Extract:
▼▼▼

Mothering Sunday | Eva Husson Talks About The Healthy Presentation Of Nudity [Exclusive Interview]

Another one of Graham Swift’s novels comes to film, Mothering Sunday with the direction of Eva Husson

The Synopsis 

On a warm spring day in 1924, house maid and foundling Jane Fairchild (Odessa Young, “The Professor”) finds herself alone on Mother’s Day. Her employers, Mr. and Mrs. Niven (Colin Firth, “A Single Man” and Olivia Colman, “The Favourite”), are out and she has the rare chance to spend quality time with her secret lover. Paul (Josh O’Connor, “God’s Own Country”) is the boy from the manor house nearby, Jane’s long-term love despite the fact that he’s engaged to be married to another woman, a childhood friend and daughter of his parents’ friends. But events that neither can foresee will change the course of Jane’s life forever.

The French writer, director and actress Eva Husson won recognition with her short films in international film festivals. She is known for Hope To Die, Those for Whom: It’s Always Complicated, Bang Gang: A Modern Love Story and Girls Of The Sun. Husson directed the first three episodes of Amazon’s second season of Hanna

MOTHERING SUNDAY
Odessa Young as Jane Fairchild, Josh O’Connor as Paul Sheringham, Emma D’Arcy as Emma Hobday in MOTHERING SUNDAY.

▲▲▲

Objective:
Print verbatim the passage of the Mothering Sunday article that opens with the words "The Synopsis" and closes with "Jane’s life forever.".

Source data:
▼▼▼

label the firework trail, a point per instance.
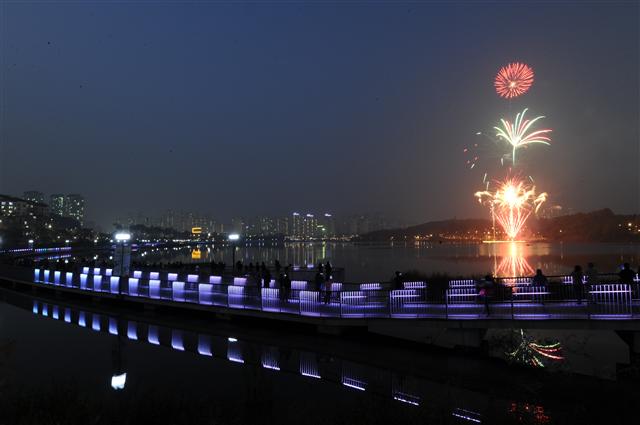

▲▲▲

Expected answer:
The Synopsis 

On a warm spring day in 1924, house maid and foundling Jane Fairchild (Odessa Young, “The Professor”) finds herself alone on Mother’s Day. Her employers, Mr. and Mrs. Niven (Colin Firth, “A Single Man” and Olivia Colman, “The Favourite”), are out and she has the rare chance to spend quality time with her secret lover. Paul (Josh O’Connor, “God’s Own Country”) is the boy from the manor house nearby, Jane’s long-term love despite the fact that he’s engaged to be married to another woman, a childhood friend and daughter of his parents’ friends. But events that neither can foresee will change the course of Jane’s life forever.